> _DATA SUPPLIED_
************

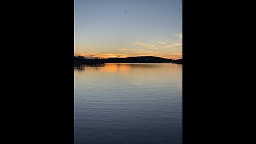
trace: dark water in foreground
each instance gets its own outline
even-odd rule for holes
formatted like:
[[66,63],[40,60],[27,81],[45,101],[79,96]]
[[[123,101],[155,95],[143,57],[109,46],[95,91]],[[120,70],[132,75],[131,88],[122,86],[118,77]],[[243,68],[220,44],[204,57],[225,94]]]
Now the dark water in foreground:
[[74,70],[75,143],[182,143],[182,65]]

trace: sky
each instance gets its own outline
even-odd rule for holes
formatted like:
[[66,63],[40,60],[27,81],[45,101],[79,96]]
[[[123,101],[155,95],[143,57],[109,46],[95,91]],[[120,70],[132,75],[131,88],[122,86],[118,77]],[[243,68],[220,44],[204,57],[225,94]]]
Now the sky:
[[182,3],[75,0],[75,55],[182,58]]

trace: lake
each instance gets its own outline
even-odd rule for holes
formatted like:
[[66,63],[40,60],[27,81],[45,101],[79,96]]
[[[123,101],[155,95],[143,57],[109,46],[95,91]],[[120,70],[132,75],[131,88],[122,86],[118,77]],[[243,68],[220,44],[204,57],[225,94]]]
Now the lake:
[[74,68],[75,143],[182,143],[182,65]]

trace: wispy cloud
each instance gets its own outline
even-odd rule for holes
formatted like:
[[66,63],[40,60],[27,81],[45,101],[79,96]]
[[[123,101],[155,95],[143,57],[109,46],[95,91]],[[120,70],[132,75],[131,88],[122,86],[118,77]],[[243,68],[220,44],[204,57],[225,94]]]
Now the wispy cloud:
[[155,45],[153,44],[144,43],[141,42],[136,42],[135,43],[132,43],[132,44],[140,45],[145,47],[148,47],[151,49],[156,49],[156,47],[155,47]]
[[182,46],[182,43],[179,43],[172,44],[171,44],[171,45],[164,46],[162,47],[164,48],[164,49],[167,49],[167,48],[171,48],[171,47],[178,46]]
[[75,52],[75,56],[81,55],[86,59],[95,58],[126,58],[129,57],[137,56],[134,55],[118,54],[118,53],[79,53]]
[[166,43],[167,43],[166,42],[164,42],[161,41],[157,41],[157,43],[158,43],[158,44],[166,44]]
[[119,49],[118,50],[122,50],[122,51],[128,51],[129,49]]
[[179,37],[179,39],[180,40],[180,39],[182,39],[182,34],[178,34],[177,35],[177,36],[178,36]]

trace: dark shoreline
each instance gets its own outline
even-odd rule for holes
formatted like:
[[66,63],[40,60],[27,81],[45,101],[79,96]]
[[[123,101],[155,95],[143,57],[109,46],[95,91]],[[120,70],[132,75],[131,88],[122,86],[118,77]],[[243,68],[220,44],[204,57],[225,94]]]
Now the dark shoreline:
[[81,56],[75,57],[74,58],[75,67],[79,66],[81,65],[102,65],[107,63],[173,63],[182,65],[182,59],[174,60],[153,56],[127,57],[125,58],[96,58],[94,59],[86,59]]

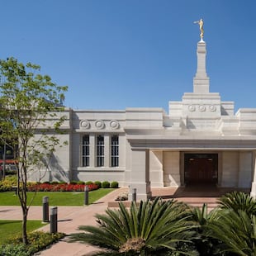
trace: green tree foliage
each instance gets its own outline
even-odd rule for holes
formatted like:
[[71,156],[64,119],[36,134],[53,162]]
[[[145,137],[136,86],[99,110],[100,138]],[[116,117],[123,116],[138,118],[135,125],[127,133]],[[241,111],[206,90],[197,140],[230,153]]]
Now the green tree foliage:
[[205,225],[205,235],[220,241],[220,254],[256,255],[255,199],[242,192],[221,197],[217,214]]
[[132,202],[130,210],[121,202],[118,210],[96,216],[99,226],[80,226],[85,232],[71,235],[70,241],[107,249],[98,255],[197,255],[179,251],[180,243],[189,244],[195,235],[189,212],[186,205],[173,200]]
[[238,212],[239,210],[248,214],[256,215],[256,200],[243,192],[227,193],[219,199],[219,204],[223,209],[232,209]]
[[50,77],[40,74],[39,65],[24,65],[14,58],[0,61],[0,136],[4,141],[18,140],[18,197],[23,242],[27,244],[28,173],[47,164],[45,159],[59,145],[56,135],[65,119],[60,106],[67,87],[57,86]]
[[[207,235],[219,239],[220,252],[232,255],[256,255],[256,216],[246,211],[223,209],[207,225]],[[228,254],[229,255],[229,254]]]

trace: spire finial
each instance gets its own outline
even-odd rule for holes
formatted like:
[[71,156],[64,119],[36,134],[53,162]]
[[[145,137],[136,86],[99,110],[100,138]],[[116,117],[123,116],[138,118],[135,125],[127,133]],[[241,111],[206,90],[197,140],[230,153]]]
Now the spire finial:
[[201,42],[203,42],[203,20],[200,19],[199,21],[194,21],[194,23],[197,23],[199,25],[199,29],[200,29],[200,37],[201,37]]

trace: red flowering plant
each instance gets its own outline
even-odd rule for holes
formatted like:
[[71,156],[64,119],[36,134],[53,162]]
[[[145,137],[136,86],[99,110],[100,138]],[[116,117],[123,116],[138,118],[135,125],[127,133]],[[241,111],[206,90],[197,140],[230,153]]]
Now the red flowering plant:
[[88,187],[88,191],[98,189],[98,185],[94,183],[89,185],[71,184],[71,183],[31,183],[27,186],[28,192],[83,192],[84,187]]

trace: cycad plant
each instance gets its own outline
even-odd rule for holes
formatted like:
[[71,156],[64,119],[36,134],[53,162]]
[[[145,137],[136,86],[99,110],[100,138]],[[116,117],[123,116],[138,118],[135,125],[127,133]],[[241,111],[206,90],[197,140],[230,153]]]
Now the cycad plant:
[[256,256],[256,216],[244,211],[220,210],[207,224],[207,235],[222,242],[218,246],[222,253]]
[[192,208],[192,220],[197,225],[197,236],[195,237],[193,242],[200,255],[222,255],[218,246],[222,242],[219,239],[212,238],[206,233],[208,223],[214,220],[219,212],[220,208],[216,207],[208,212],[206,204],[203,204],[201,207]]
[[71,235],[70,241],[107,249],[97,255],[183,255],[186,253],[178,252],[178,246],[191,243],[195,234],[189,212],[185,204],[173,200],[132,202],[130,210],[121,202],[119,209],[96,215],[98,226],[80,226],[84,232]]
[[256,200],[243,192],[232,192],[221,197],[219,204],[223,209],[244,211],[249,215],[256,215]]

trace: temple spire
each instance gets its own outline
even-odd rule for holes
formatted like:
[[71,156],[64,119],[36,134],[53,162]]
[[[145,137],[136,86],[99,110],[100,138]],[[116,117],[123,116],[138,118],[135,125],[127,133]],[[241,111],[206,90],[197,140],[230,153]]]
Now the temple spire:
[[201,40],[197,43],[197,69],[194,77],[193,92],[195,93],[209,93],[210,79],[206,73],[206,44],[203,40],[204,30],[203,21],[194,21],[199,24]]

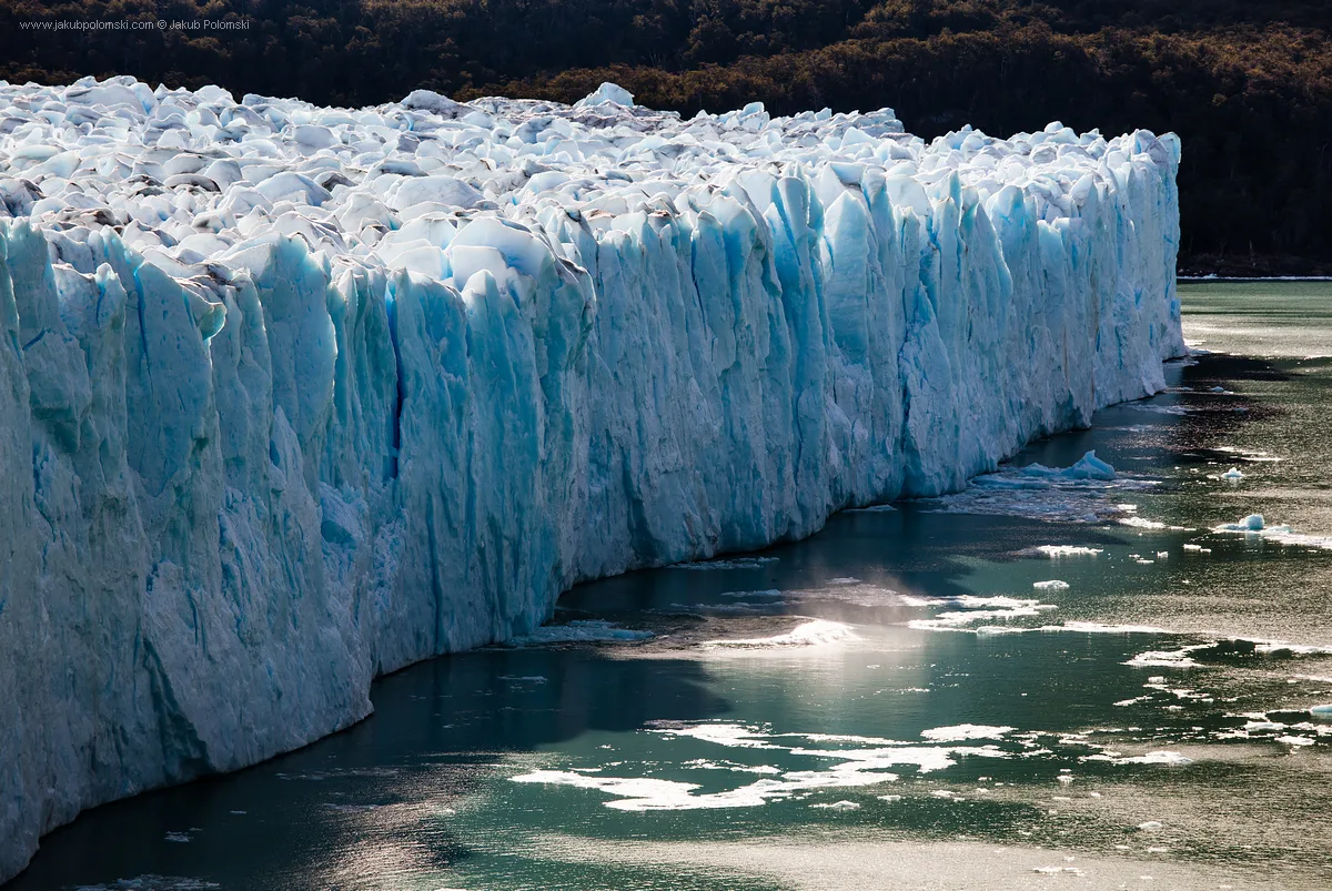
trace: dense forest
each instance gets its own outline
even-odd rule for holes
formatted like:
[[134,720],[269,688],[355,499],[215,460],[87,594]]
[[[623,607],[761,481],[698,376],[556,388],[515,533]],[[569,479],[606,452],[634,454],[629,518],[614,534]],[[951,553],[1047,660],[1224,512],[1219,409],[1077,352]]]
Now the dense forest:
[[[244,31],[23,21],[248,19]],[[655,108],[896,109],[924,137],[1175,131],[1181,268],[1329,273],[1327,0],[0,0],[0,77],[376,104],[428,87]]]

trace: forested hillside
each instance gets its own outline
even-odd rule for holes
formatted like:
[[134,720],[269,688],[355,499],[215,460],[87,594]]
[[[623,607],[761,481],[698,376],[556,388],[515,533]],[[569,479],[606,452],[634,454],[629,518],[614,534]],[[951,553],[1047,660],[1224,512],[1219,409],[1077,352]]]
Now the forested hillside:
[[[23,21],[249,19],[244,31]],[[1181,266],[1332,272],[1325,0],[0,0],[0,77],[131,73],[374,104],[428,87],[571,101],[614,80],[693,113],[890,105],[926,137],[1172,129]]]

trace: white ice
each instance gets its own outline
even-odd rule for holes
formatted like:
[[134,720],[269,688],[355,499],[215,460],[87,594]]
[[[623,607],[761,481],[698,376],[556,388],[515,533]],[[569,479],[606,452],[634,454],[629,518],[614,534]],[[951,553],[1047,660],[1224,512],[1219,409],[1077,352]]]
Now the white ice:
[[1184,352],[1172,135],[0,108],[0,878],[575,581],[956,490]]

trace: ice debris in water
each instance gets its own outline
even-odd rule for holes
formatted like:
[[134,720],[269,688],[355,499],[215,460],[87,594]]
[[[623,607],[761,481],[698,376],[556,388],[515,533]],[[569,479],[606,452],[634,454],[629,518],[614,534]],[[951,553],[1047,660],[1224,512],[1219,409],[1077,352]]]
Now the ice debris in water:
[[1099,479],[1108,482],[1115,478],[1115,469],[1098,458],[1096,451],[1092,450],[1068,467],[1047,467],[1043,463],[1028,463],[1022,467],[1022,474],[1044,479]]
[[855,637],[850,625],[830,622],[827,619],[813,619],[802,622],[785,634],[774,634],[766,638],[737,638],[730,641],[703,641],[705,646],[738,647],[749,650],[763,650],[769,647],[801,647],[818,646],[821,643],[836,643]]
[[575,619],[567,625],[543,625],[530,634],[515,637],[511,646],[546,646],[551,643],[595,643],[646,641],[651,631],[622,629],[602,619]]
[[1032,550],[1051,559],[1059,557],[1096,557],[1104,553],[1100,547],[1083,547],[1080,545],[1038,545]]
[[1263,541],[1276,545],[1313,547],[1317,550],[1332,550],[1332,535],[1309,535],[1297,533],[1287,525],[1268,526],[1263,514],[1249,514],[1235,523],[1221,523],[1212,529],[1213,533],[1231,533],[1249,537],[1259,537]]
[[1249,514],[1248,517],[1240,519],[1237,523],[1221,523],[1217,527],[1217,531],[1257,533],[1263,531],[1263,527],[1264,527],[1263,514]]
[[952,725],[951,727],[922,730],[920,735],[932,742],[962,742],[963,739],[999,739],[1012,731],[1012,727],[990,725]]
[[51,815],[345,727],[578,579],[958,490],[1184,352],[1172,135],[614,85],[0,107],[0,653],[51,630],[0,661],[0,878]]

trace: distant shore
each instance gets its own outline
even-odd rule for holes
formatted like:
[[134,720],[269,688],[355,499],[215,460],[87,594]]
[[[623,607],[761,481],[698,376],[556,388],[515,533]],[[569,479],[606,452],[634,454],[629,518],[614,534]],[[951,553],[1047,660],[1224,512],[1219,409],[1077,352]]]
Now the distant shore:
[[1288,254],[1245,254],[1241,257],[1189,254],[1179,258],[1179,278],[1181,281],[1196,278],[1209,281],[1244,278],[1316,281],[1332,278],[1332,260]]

************

> _PROBLEM STATEMENT_
How many lines in the records above contain the string "cycad", with uppercase and lowercase matching exactly? Reply with the number alone.

> _CORRECT RESULT_
2